ENTRIES SHOWN –
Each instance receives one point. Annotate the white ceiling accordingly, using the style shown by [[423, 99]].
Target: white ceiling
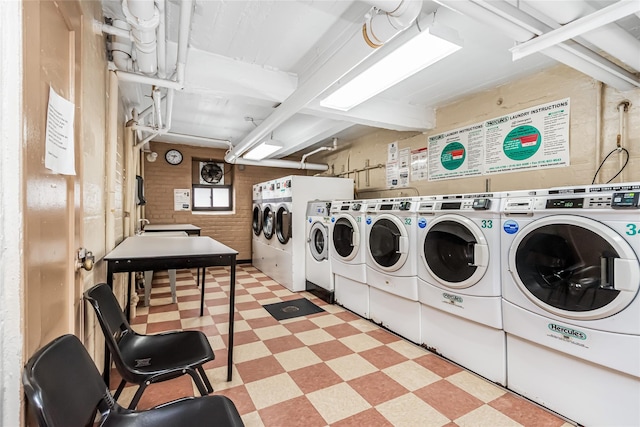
[[246, 58]]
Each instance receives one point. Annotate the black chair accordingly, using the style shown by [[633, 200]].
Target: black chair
[[65, 389], [146, 359]]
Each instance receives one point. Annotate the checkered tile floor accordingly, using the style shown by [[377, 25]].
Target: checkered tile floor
[[332, 368]]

WHAT IS NEEDED – Return every entry above word for word, leaving pictures out.

ANSWER FOR THE TASK –
Each instance receives one point. Annotate the white ceiling accordingly, using the style shown by [[423, 99]].
Target: white ceiling
[[246, 58]]
Each instance receives one point. Annotate the black chair accordingly, using the style shown by [[633, 200]].
Target: black chair
[[65, 389], [146, 359]]
Each instance receives one point. Annotate the checkered tile floor accordingly, using the style shown by [[377, 25]].
Target: checkered tile floor
[[332, 368]]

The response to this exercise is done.